DATA ENTRIES:
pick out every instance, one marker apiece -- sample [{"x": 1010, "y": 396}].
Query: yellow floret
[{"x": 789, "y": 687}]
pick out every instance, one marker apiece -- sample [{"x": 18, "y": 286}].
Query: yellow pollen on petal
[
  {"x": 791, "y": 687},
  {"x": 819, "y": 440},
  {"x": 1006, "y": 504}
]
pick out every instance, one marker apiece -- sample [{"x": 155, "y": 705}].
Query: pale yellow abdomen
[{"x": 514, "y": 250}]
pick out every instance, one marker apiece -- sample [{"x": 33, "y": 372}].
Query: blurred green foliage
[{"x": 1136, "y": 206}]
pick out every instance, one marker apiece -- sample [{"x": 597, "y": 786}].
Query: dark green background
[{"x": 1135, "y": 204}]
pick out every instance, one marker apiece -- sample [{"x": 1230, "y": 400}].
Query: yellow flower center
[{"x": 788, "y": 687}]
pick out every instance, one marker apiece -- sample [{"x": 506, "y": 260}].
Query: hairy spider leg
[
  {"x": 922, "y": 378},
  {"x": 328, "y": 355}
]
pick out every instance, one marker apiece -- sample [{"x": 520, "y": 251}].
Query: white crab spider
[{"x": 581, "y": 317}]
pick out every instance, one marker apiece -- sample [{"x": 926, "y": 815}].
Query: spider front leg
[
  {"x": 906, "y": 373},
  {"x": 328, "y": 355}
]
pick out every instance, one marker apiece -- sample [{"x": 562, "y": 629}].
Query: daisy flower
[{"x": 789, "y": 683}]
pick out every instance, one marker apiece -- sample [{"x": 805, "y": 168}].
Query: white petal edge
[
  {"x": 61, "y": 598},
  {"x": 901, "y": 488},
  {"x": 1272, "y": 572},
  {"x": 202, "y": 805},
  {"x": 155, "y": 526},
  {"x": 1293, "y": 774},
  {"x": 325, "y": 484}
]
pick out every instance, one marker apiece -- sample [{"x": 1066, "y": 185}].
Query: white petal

GOAL: Above are the records; retype every one exactly.

WRITTEN RESPONSE:
pick out every instance, one marker apiece -- sample [{"x": 1010, "y": 396}].
Query: yellow floret
[{"x": 789, "y": 687}]
pick out every instance, one marker apiece -- sample [{"x": 18, "y": 286}].
Query: yellow pollen on petal
[
  {"x": 791, "y": 687},
  {"x": 819, "y": 440},
  {"x": 1006, "y": 504}
]
pick out every instance, one marker apiece -- sample [{"x": 155, "y": 705}].
Query: pale yellow abdomen
[{"x": 514, "y": 250}]
pick out every instance, one marker apiece -- sample [{"x": 33, "y": 372}].
Query: blurred green foliage
[{"x": 1136, "y": 206}]
pick out every instance, one marker apiece -- sample [{"x": 597, "y": 786}].
Query: dark green background
[{"x": 1135, "y": 204}]
pick out every instance, one marker apiece -- sample [{"x": 1230, "y": 400}].
Query: yellow flower center
[{"x": 788, "y": 687}]
pick out every instance, one marker apiece -- sample [{"x": 506, "y": 260}].
Query: hairy spider leg
[
  {"x": 922, "y": 378},
  {"x": 328, "y": 355}
]
pick out every instance, one marker apiece -- sample [{"x": 520, "y": 251}].
Query: white crab spider
[{"x": 581, "y": 317}]
pick out every instance, one marker apiece -- sample [{"x": 926, "y": 815}].
Query: spider front leg
[
  {"x": 906, "y": 373},
  {"x": 328, "y": 355}
]
pick out every instance, one marker apiece -- sample [{"x": 562, "y": 629}].
Query: daisy flower
[{"x": 789, "y": 683}]
pick out every instance, one marker apiece -- sample [{"x": 805, "y": 168}].
Query: white petal edge
[
  {"x": 61, "y": 598},
  {"x": 901, "y": 488},
  {"x": 1272, "y": 572},
  {"x": 202, "y": 805},
  {"x": 155, "y": 526},
  {"x": 1293, "y": 774},
  {"x": 325, "y": 484}
]
pick out every instance, one marker apiece -- sample [{"x": 1066, "y": 185}].
Query: white petal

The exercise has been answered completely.